→ WHAT THIS EXERCISE ASKS
1 – Translate this sentence from the account of Hurricane Katrina recovery into Spanish: "The forms will be used in assigning repair and construction teams to specific jobs on future trips."
2 – Write a continuation of the account of volunteer relief work on the Mississippi Gulf Coast after Hurricane Katrina, starting right after its final sentence.

→ EXTRACTED TEXT
McCOMB - Almost seven months after Hurricane Katrina, the devastation on the Mississippi Gulf Coast remains obvious.
But there are signs of progress.
Gov. Haley Barbour was quoted the other day as reporting more than 35 million cubic yards of debris have been removed, but there are still 10 million more to go. You can still see a lot of it for miles inland.
I went with a group from my church (McComb's First Baptist) last Saturday to spend a day doing assessment work for the Gulf Coast Baptist Association, an agency that includes Hancock, Harrison and Stone counties.
Thousands of volunteer workers and relief teams have been going to the Coast to help since the hurricane.
Our job Saturday simply was to canvass a neighborhood in Waveland to identify some property owners who need assistance and to fill out forms showing generally what kind of help they require.
The forms will be used in assigning repair and construction teams to specific jobs on future trips.
The beachfront property in Waveland is all gone, so all we did near the beach was look.
The area we surveyed was across the railroad tracks from the gulf. Apparently the railroad bed abated some of the tidal surge, and most of the houses, though heavily damaged, still stand.
It is in places like these where volunteer crews can hang Sheetrock, paint, put in new floors and roofs, or do other repairs.

→ RECORD SET
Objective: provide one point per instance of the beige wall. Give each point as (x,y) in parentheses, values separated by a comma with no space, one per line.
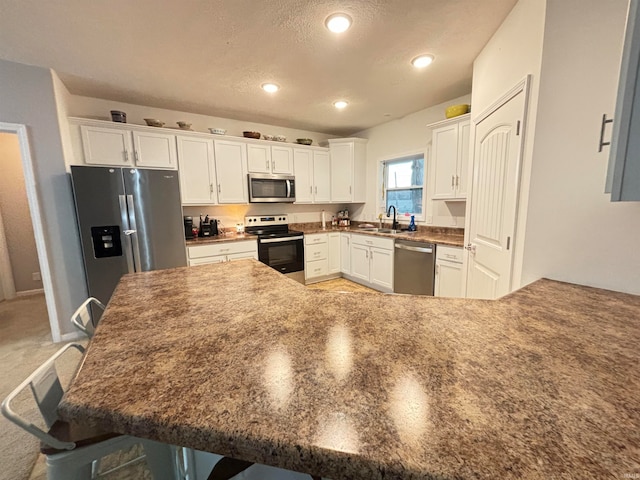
(16,216)
(399,137)
(27,98)
(514,52)
(574,232)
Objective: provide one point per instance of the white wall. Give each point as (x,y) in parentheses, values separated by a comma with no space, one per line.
(16,216)
(574,233)
(27,97)
(99,109)
(514,52)
(397,138)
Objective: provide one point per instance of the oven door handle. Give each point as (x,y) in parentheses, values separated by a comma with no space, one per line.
(280,240)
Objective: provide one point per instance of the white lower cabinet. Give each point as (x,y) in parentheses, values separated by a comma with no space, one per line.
(321,256)
(334,252)
(372,261)
(448,277)
(345,253)
(222,252)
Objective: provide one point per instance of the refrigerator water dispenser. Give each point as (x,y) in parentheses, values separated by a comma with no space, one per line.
(106,241)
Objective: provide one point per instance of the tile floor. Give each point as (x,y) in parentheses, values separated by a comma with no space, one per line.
(342,285)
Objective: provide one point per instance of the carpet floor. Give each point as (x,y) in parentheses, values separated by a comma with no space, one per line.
(25,343)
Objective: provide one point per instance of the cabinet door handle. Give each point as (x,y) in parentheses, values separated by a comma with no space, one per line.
(602,143)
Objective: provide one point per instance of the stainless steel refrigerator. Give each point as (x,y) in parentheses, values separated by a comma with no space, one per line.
(130,220)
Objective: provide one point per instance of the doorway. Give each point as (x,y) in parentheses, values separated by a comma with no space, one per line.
(24,266)
(498,144)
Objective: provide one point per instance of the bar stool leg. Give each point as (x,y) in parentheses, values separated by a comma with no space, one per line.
(160,459)
(68,471)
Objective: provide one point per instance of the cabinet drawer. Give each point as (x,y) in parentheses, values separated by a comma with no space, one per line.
(206,260)
(315,238)
(316,252)
(224,248)
(449,254)
(316,269)
(372,241)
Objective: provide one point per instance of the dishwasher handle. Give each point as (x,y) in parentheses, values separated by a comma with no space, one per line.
(414,249)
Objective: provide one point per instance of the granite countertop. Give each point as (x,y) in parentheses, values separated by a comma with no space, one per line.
(226,237)
(440,235)
(236,359)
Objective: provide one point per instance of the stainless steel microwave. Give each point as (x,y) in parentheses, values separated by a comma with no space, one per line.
(271,188)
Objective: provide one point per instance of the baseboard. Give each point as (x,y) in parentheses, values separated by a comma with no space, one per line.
(69,337)
(26,293)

→ OUTPUTS BY TASK
1 – Los formularios se utilizarán para asignar equipos de reparación y construcción a trabajos específicos en viajes futuros.

2 –
Some of the houses we visited are livable. One nice one was occupied by a vibrant 95-year-old woman who sustained some damage but said her children and grandchildren were going to have it repaired.
The majority of the houses, however, are not ready for occupancy. Many had FEMA trailers parked in the yards while the owners and helpers worked on repairs.
At one house we were greeted by a group of Presbyterians from Tupelo who were doing the same thing we were lining up for Baptists to do later.
There's going to be plenty of work for anyone who wants to do it for a long time to come.
What impressed me most was the spirit of the residents we encountered.
Saturday was a beautiful spring day, and people were out working on their property. Many were helping repair other people's property.
There's a great deal of self-reliance down there. Several told us they didn't need any help, but they directed us to someone who did.
One lady, a schoolteacher, stood in front of her Acadian-style house and told how she and her family, including her husband who recently had undergone open-heart surgery, survived the hurricane by taking refuge on the second floor as the water rose. The front porch of the house was swept away and the interior almost gutted, but the family, now living in a trailer on the grounds, plans to reconstruct.
While willing to accept help, she directed us to a neighbor whom she said probably needs it more.
Another lady, cleaning out a wrecked storage building, pointed to a live oak tree near her house. The oak not only survived the storm but blocked a falling pine tree from crashing into her roof.
A FEMA employee told her that was "a blessing. I'd call it a miracle," she said.
Most of the people down there have a story to tell about the storm.
We were greeted courteously by everyone. Nearly all were highly complimentary of the religious groups that immediately responded to needs without red tape.
Riding across the railroad tracks back toward the beach, where the devastation is much worse, I saw one sign proclaiming that a certain insurance company "sucks."
Most signs and graffiti are more positive. Several declared, "I'm staying."